++++ SOURCE RECORDS ++++

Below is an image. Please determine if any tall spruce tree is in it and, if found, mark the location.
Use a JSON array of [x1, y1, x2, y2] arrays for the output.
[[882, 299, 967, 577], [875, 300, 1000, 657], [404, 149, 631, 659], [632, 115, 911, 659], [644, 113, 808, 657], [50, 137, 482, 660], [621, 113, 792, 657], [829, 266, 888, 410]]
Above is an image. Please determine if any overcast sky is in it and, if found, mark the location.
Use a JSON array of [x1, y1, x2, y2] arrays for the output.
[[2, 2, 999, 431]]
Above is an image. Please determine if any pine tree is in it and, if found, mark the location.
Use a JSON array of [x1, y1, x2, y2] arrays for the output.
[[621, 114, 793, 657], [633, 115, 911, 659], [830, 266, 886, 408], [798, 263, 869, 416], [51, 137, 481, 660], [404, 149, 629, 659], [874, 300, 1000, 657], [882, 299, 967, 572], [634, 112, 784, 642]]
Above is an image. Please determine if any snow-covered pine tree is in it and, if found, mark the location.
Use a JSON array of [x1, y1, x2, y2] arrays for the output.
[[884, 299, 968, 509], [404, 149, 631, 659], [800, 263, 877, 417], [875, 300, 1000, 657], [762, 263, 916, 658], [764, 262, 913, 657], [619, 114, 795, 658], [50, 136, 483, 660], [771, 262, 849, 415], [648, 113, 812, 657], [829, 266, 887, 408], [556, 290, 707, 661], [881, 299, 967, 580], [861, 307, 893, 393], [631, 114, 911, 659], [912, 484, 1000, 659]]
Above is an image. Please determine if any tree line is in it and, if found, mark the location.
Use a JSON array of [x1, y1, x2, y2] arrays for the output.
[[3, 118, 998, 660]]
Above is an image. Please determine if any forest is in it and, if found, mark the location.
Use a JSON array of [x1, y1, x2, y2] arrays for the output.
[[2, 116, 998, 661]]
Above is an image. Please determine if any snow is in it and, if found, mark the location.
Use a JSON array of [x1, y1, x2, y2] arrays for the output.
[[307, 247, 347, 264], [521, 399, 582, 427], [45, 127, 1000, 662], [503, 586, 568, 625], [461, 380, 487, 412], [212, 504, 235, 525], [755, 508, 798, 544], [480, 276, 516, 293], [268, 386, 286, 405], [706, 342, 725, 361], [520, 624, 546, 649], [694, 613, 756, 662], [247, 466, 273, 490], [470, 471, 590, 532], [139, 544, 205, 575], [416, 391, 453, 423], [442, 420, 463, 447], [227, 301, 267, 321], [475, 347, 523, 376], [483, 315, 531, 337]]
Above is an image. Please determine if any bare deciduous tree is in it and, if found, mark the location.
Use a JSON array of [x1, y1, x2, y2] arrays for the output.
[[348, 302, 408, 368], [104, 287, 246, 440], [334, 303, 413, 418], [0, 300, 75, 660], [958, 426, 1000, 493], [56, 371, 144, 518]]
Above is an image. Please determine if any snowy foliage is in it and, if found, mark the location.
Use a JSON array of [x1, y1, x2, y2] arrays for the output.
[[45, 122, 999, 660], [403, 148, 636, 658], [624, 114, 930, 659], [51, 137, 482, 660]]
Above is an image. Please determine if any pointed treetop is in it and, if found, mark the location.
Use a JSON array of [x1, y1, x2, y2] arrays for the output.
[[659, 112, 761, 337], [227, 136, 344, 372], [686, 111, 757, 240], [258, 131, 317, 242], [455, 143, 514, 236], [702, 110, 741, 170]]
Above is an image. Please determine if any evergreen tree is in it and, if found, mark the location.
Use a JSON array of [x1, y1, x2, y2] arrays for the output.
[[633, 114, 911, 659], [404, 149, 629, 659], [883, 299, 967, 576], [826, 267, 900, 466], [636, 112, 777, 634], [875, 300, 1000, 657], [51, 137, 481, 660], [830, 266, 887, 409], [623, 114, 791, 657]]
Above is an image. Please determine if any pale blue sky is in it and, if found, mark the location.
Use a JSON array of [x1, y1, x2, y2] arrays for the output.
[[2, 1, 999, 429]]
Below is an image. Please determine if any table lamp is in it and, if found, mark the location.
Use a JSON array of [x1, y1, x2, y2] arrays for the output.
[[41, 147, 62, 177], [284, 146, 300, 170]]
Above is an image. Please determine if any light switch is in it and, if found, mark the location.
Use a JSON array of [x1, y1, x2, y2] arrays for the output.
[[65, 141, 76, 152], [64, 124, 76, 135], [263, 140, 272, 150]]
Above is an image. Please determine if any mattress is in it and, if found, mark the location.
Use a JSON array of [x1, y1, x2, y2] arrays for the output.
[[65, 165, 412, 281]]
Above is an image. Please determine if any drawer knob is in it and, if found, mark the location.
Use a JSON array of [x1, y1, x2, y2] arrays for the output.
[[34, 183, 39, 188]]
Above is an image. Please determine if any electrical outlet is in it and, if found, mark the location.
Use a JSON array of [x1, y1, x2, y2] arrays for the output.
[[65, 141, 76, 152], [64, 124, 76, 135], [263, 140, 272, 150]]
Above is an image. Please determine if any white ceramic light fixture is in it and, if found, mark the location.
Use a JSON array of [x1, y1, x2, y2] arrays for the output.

++++

WORK ITEM —
The expected output is one number, the tally of lines above containing "light".

ANSWER TO THE EXERCISE —
2